Demande écrite -
Convertissez en CSV à deux colonnes, texte et resultat, les données allant de la ligne contenant "of the thick" jusqu'à la fin des données, bornes comprises, s'il vous plaît. Chaque texte occupe une ligne avec sa réponse, chaque champ entre guillemets et ses sauts de ligne remplacés par des espaces.
=-=-=-=-=
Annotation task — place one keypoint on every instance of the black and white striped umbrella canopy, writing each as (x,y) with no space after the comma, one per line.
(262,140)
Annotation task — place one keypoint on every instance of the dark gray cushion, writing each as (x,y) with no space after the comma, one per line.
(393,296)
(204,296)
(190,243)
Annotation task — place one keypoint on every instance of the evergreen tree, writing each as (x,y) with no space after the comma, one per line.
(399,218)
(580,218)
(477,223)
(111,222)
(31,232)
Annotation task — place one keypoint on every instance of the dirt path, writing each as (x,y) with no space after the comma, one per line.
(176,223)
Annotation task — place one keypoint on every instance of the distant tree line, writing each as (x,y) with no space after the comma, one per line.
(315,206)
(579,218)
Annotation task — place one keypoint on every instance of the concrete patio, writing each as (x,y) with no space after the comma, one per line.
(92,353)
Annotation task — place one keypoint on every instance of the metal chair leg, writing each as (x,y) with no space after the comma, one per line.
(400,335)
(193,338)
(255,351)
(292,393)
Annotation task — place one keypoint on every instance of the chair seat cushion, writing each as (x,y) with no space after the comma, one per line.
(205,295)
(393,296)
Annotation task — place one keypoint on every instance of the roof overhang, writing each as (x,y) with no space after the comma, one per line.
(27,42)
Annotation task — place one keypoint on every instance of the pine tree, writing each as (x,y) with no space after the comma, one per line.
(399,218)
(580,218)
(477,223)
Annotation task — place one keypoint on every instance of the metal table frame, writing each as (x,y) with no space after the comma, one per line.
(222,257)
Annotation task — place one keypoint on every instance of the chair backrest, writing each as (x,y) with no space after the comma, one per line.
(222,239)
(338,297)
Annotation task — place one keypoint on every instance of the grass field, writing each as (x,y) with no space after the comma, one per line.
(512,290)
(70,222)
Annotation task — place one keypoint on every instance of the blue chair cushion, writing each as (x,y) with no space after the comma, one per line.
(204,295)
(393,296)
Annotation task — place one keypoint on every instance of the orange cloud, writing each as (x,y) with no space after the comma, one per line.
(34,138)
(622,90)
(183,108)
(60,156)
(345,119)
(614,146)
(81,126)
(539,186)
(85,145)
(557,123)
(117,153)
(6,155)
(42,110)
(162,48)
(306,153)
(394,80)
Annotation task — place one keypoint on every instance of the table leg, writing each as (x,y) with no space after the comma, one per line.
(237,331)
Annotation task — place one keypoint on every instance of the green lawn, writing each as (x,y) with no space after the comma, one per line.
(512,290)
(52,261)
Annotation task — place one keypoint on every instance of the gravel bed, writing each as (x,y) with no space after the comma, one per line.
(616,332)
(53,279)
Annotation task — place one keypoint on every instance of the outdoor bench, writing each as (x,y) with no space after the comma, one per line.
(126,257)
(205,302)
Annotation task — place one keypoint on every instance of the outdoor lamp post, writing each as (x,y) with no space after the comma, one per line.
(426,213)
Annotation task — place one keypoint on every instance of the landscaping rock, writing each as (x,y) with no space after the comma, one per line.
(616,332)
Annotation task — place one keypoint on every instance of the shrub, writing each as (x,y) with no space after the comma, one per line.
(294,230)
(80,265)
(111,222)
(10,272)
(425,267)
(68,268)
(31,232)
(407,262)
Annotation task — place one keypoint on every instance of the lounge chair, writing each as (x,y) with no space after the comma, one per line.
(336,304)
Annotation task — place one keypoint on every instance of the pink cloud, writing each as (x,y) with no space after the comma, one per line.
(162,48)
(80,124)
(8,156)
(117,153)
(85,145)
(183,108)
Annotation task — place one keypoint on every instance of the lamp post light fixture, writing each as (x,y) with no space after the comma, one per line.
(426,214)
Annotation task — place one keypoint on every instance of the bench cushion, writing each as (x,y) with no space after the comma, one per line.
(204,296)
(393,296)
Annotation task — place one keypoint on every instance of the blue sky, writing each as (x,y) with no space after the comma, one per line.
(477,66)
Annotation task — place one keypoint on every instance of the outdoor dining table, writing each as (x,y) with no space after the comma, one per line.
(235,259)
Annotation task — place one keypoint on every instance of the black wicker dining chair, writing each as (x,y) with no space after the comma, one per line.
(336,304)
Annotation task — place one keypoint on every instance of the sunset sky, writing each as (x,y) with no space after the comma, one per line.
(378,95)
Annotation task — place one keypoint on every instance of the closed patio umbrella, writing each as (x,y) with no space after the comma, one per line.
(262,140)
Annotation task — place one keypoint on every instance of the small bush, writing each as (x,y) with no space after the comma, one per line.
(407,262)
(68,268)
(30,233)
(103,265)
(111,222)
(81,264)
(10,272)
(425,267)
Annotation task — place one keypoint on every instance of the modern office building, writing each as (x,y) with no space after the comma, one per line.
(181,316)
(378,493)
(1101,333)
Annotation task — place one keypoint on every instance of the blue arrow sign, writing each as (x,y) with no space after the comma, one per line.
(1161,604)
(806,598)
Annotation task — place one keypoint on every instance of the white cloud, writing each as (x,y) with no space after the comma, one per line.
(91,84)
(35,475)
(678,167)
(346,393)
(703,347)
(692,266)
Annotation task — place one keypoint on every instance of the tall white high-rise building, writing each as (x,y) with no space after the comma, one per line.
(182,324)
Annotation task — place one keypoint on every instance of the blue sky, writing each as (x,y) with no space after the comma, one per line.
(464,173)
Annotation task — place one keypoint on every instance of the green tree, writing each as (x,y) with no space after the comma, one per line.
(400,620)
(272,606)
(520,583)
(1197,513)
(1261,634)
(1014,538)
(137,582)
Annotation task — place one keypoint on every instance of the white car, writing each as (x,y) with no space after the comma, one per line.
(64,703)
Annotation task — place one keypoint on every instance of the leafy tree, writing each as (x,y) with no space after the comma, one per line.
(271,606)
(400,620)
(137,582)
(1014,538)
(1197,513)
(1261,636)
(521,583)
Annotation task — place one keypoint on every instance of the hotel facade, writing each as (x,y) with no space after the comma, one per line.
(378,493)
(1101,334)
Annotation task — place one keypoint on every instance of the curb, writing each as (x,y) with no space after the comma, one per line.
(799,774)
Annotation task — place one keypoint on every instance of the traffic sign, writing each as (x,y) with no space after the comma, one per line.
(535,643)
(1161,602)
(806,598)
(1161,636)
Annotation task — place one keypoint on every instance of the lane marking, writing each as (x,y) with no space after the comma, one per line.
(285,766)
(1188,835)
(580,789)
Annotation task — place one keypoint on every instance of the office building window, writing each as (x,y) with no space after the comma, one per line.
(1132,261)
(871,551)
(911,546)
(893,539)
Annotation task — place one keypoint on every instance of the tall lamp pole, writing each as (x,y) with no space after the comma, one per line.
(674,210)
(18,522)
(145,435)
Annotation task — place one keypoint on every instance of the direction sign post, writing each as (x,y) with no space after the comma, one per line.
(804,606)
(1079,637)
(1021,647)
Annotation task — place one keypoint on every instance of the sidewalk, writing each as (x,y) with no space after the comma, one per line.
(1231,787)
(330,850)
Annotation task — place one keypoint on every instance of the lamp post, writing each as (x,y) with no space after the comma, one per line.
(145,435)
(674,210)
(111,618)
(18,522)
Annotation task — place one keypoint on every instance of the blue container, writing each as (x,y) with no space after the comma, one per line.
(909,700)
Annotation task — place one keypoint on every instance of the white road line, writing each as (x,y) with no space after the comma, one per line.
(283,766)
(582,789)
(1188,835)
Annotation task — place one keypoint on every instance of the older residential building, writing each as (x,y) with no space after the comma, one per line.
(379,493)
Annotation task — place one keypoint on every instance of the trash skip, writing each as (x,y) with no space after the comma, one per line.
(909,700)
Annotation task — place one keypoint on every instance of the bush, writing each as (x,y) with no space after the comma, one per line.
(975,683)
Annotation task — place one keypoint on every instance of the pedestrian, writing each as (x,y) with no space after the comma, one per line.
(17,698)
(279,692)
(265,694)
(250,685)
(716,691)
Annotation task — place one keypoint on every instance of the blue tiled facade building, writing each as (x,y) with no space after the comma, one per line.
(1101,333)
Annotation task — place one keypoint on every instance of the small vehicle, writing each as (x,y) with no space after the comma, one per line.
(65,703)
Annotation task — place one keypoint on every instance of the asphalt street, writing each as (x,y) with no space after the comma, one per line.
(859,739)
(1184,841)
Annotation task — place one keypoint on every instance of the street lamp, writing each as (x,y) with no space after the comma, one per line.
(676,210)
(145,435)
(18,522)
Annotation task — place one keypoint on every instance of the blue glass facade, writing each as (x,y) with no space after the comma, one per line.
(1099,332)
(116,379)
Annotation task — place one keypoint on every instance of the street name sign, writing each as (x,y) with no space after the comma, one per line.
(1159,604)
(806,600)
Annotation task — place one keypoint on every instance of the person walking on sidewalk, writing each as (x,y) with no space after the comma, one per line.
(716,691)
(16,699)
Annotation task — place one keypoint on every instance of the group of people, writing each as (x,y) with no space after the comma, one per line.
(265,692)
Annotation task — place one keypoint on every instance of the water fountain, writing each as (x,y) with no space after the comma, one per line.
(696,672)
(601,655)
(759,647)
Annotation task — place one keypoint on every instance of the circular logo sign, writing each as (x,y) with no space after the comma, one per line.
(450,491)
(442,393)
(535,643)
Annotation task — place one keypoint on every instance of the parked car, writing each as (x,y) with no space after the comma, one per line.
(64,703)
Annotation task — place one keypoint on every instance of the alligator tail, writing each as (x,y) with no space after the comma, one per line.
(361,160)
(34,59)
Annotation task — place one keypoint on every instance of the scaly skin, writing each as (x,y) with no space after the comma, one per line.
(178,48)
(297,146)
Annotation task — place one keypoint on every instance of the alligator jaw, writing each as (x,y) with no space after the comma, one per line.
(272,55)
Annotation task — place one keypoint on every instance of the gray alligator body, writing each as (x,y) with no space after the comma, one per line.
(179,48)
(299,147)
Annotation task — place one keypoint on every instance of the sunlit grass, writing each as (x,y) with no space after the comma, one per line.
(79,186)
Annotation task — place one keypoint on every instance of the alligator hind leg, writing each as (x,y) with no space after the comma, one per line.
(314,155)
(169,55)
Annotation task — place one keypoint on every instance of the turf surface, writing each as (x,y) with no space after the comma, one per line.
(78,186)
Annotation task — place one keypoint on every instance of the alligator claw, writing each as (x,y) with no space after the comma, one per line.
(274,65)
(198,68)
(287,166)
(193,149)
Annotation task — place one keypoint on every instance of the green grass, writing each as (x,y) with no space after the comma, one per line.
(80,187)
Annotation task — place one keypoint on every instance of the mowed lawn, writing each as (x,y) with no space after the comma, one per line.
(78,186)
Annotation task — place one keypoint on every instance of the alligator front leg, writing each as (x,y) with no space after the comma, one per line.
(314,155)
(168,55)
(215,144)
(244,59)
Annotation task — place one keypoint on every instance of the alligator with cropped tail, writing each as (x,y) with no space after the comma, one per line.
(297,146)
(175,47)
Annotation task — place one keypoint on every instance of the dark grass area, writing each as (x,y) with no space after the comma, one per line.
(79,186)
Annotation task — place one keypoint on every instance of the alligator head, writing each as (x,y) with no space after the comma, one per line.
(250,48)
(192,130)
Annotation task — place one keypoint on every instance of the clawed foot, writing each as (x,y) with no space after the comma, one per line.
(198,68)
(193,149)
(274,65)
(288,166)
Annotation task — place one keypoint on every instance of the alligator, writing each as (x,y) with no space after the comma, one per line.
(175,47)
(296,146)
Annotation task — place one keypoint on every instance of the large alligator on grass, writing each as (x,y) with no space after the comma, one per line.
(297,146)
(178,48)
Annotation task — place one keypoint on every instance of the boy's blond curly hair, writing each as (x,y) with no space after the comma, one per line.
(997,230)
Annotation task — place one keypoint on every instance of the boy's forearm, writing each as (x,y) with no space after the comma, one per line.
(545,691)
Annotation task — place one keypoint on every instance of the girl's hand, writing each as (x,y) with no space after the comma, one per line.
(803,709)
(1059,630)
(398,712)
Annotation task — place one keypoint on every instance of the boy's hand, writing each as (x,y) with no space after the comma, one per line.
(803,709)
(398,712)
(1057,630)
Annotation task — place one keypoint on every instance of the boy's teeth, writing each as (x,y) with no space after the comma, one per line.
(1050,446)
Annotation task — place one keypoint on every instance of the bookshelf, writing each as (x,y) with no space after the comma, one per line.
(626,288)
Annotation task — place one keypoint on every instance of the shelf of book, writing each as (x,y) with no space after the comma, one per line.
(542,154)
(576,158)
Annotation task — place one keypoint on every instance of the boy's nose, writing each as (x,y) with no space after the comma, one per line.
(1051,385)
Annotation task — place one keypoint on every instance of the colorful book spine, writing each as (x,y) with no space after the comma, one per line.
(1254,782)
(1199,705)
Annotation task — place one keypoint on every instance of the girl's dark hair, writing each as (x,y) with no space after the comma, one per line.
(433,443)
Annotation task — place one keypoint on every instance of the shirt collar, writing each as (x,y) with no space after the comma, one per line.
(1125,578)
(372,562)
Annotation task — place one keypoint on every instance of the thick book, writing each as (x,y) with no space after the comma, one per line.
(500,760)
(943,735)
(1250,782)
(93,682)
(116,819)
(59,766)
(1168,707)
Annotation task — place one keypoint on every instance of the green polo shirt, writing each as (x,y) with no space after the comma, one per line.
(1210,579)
=-=-=-=-=
Solution proposée -
texte,resultat
"Annotation task — place one keypoint on every instance of the thick book, writing each as (x,y) with no space after the comma, one per line.","(500,760) (943,735) (1250,782) (93,682) (116,819) (59,766) (1168,707)"
"Annotation task — place one keypoint on every instance of the green polo shirt, writing each as (x,y) with no space after the comma, one per line.","(1210,579)"